RAW RECORDS »
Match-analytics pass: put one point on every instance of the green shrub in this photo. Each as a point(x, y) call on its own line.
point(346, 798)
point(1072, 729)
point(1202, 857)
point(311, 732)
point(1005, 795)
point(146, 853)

THE EXERCISE » Reproduce the material above verbatim, line for line.

FINISHED TASK »
Match-analytics pass: put one point on every instance of the green shrub in this photo. Each as a point(x, y) call on its own line.
point(346, 798)
point(1072, 729)
point(1202, 857)
point(311, 732)
point(1005, 795)
point(146, 853)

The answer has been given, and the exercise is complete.